▶ EXERCISE INPUT
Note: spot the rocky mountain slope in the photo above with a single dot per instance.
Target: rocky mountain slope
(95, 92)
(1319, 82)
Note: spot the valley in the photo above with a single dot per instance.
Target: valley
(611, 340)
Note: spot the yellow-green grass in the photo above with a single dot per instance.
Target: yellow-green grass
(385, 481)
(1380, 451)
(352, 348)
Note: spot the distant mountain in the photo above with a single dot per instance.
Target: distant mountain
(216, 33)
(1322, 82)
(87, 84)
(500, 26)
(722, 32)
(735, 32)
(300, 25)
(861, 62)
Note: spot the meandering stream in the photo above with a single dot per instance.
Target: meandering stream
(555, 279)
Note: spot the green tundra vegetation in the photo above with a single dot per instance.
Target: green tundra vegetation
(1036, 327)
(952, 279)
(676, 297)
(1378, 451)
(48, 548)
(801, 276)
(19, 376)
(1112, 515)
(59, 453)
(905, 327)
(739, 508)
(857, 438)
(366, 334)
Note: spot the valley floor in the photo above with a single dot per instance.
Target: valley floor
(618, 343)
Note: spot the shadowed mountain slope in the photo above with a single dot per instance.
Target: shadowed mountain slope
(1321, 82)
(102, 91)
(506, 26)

▶ GOAL
Repeat every line of the records above, requests included, and raise each coordinate in the answer points by 132, leaving the request lines unchanged.

▶ WORKED SOLUTION
Note: spot the rocky mountain slope in the photo above with a single dot per instance.
Target: rocky mountain slope
(227, 224)
(1451, 214)
Note: spot the valley in the photo above with a single dot per instance.
Target: valley
(743, 472)
Note: spot the yellow-green grass in the photo above with a single dot per instance.
Target: yellow-green grass
(517, 613)
(1512, 583)
(484, 480)
Note: spot the distant mountain in the photo above with a single dot per instance.
Target: distant mountain
(348, 165)
(1454, 214)
(219, 216)
(632, 158)
(854, 164)
(867, 164)
(432, 157)
(993, 194)
Note: spot the meandering stream in the photo above with a single dot per instance.
Target: meandering stream
(687, 411)
Note: spot the green tundra vegetation in the photo above with a single dot per instance.
Target: green tundra vegetation
(1168, 459)
(1084, 411)
(808, 429)
(1510, 583)
(180, 680)
(933, 408)
(151, 508)
(1244, 647)
(191, 585)
(1037, 459)
(871, 640)
(989, 570)
(498, 466)
Note: spot the valley floor in the photo above with a single dot per instance.
Target: valley floor
(750, 475)
Note: spot the shadowed mountain slope in the photo above with a single dot per instance.
Target: shadowed mountain slope
(1453, 214)
(234, 223)
(638, 158)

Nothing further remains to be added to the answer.